◆ CONSIGNES DE L'EXERCICE
1. Réécrivez le passage du texte sur le permis de Montélimar qui commence par « 2) Cette mobilisation » et se termine après « un de plus). », en remplaçant « loi protectrice » par « législation protectrice ».
2. Dans le texte sur le permis de Montélimar, présentez sous forme de liste le paragraphe qui débute par « Le 8 janvier dernier », en conservant ses faits essentiels.
3. Écrivez la suite du texte sur le permis de Montélimar, à partir de la dernière phrase donnée.

◆ TEXTE DE LECTURE
Crédit photo: Reuters

Total a gagné son recours contre l’abrogation du permis de Montélimar.

Total avait obtenu le 31 mars 2010, pour une durée de 5 ans, un permis, dit « de Montélimar », pour explorer les potentialités en gaz de schiste d’un territoire de 4 327 km² répartis sur les départements Ardèche, Drome, Gard, Hérault et Vaucluse.
Ce permis a été abrogé le 13-10-2011 par application de la loi de juillet 2011 interdisant la fracturation hydraulique.
Protestation de Total qui affirme qu’il mettra en œuvre une technique différente de la fracturation hydraulique, et que de ce fait, l’abrogation de son permis n’est pas justifiée.
Total dépose un recours auprès du Tribunal administratif de Cergy-Pontoise contre l’abrogation de son permis

Le 8 janvier dernier, à l’audience du Tribunal administratif, le rapporteur de la république, dans son rapport, avait exposé que Total s’était conformé à la lettre de la loi du 13/07/11. (Notamment l’article 3) : Total a bien envoyé un document affirmant qu’il n’y aura pas de recours à la fracturation hydraulique. Il ajoute même que la loi n’a pas prévu d’évaluer la sincérité des bénéficiaires de permis ni d’évaluer la réalité des techniques alternatives. Mais si la loi n’envisage pas d’évaluer la sincérité, on ne peut pas utiliser cet argument pour abroger un permis.
La justice dit le droit : la conclusion logique vient de tomber en cette fin janvier : le Tribunal accepte le recours de Total contre l’abrogation.

Quelles actions mettre en œuvre, aujourd’hui ?

1) Se remobiliser et faire savoir notre opposition à l’exploration des gaz de schiste ici et ailleurs ; une première réunion des collectifs concernés à eu lieu le 16 janvier à Saint Montan (Ardèche) ; une manifestation massive est prévue le 28 février à Barjac. L’actualité de la mobilisation peut être suivie au jour le jour sur le site de gaz dz schistes en Provence : https://gazdeschistesprovence.wordpress.com/ à commencer par la réaction immédiate, ce 28 janvier, de Michèle Rivasi et José Bové à la décision du tribunal https://gazdeschistesprovence.wordpress.com/2016/01/28/labrogation-du-perh-de-montelimar-annulee-par-le-tribunal-administratif-de-cergy-pontoise/

2) Cette mobilisation « physique » ne suffit pas ; il nous faut obtenir une loi protectrice, qui ne se limite pas à la seule interdiction de la fracturation hydraulique. Pour mieux comprendre, nous reprenons ici le remarquable travail d’historique et d’analyse d’Isabelle Lévy, du collectif du pays Fertois (77) :

« 1. Juillet 2011: la loi interdisant la fracturation hydraulique est votée par le parlement.
Cette loi comporte 4 articles (pas un de plus).
L’article 1 interdit l’usage de la fracturation hydraulique,
L’article 2 prévoit ”une commission chargée d’évaluer les risques environnementaux liées aux techniques de fracturation hydraulique ou aux techniques alternatives”.

◆ DONNÉES FOURNIES
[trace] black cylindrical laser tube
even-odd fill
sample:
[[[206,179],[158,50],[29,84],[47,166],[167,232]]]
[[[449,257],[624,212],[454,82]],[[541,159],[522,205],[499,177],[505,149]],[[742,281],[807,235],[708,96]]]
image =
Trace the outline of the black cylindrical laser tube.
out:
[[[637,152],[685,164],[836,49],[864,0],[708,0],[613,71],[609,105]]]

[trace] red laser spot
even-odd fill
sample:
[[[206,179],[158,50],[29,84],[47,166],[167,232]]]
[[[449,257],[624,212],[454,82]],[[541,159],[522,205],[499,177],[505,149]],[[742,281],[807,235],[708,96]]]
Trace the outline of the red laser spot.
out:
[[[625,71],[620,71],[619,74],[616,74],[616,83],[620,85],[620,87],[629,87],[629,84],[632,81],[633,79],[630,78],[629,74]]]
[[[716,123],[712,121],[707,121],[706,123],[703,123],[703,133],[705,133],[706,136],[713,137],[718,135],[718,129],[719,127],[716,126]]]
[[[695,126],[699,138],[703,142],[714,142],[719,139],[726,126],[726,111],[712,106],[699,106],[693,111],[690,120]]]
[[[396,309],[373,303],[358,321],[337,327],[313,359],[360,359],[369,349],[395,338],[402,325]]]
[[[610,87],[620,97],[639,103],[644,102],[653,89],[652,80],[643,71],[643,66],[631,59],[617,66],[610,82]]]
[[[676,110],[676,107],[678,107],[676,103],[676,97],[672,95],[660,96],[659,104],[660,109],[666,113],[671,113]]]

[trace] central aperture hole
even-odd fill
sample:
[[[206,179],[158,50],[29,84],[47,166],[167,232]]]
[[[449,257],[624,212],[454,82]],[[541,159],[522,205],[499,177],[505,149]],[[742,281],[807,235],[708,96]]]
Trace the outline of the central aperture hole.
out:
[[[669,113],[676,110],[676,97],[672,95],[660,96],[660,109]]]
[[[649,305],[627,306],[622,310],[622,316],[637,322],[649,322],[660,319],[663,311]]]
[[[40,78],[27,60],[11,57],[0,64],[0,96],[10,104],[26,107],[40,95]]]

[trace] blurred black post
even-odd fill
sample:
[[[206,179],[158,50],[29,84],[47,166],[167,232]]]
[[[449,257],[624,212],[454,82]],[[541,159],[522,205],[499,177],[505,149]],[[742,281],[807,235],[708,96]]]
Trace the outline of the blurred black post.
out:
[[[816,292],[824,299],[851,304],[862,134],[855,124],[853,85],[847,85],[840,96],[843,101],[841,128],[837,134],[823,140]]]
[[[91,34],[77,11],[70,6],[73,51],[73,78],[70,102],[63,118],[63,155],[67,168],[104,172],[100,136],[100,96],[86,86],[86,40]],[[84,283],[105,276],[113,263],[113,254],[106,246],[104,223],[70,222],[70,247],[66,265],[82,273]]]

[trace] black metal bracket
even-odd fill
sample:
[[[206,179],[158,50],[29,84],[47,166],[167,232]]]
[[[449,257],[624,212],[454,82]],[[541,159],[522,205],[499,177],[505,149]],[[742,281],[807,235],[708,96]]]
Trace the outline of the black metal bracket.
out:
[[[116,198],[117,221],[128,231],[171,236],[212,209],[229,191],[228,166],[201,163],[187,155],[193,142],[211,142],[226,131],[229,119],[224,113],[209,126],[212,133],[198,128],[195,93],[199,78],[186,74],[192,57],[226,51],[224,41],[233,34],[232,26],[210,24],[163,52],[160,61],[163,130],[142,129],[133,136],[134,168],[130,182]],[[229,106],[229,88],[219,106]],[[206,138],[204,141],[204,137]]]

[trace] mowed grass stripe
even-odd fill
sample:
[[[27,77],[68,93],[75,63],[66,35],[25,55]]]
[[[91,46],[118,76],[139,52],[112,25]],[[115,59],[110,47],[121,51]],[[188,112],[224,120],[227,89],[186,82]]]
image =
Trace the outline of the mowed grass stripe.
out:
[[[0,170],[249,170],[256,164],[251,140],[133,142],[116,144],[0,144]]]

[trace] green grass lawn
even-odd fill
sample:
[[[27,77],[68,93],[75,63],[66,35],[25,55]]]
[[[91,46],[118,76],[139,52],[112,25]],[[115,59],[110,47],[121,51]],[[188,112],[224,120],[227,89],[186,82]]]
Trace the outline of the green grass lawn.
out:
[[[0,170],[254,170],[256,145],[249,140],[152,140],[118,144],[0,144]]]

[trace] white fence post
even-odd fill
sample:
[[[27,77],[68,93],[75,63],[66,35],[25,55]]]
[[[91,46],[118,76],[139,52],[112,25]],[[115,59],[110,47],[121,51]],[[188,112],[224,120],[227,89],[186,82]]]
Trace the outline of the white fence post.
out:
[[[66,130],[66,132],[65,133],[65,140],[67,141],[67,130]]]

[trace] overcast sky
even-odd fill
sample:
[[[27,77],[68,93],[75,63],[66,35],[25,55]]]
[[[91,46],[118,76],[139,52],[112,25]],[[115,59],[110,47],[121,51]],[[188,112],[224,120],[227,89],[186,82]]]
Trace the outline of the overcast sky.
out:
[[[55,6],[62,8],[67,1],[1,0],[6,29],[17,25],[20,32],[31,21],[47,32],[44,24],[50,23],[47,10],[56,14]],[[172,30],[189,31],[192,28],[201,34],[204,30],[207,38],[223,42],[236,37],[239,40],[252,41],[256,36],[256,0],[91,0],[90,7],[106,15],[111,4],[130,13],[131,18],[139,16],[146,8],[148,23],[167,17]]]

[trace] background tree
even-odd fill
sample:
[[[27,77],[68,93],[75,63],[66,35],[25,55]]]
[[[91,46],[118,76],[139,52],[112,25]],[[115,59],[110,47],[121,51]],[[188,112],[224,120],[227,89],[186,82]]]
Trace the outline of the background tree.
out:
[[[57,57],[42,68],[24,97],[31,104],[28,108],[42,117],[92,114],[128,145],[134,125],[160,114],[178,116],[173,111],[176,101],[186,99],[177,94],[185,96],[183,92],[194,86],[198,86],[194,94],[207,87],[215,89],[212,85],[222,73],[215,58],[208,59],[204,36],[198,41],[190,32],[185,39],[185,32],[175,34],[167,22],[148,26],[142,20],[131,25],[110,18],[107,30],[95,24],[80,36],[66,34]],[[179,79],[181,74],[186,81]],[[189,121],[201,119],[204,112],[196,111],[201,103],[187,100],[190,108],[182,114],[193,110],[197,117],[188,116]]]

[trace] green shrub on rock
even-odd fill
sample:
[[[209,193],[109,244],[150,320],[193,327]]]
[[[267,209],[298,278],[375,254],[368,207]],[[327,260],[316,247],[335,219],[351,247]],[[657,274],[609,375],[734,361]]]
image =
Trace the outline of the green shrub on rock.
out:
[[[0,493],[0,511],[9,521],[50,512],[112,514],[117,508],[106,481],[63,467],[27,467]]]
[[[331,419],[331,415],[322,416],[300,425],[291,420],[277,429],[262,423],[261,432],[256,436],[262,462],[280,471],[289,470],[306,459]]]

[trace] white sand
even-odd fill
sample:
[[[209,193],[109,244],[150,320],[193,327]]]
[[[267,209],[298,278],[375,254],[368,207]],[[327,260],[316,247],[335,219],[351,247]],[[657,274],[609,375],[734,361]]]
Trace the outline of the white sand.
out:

◆ RÉPONSES PAR CONSIGNE
1.
2) Cette mobilisation « physique » ne suffit pas ; il nous faut obtenir une législation protectrice, qui ne se limite pas à la seule interdiction de la fracturation hydraulique. Pour mieux comprendre, nous reprenons ici le remarquable travail d’historique et d’analyse d’Isabelle Lévy, du collectif du pays Fertois (77) :

« 1. Juillet 2011: la loi interdisant la fracturation hydraulique est votée par le parlement.
Cette loi comporte 4 articles (pas un de plus).

2.
- Le 8 janvier, à l'audience du Tribunal administratif, le rapporteur de la république a exposé que Total s'était conformé à la lettre de la loi du 13/07/11, notamment à l'article 3.
- Total a envoyé un document affirmant qu'il n'y aura pas de recours à la fracturation hydraulique.
- La loi ne prévoit d'évaluer ni la sincérité des bénéficiaires de permis ni la réalité des techniques alternatives.
- Puisque la loi n'envisage pas d'évaluer la sincérité, cet argument ne peut pas servir à abroger un permis.

3.
L’article 3 prévoit que les détenteurs de permis ont deux mois pour indiquer la méthode qu’ils mettront en œuvre dans le cadre du permis dont ils sont détenteurs.
Le troisième alinéa de cet article précise, pour ceux qui n’auraient pas compris le message, que si le recours à la fracturation hydraulique est prévu, le permis sera abrogé.
L’article 4 remet une couche sur les expérimentations.

2. Septembre 2011. Tous les détenteurs de permis déjà octroyés envoient un rapport au ministère. Tous, sauf un [Schuepbach], écrivent qu’ils ne feront pas usage de la fracturation hydraulique. Il suffit de lire l’article 2 et l’article 3 pour savoir comment conserver son permis même si pendant des mois chacun avait bien évidemment dit haut et fort que ce qui l’intéressait sur le territoire en question c’était soit le gaz soit le pétrole de schiste.

3. Octobre 2011. Sarkozy prévoit un voyage dans le Gard. NKM abroge TROIS permis.
Les deux permis détenus par Schuepbach: normal.
Dans son rapport il revendiquait l’utilisation de la Fracturation Hydraulique.
Et le permis de Montélimar détenu par Total. Total s’insurge et décide de demander l’annulation de l’abrogation.
En effet, Total a fait comme les autres. Il a envoyé un rapport au ministère, rapport qui dit que “c’est oublié, la fracturation hydraulique, pas question, on va chercher du conventionnel”.

Mais ce n’est pas différent de ce qu’a écrit Toreador pour tous les permis du bassin parisien.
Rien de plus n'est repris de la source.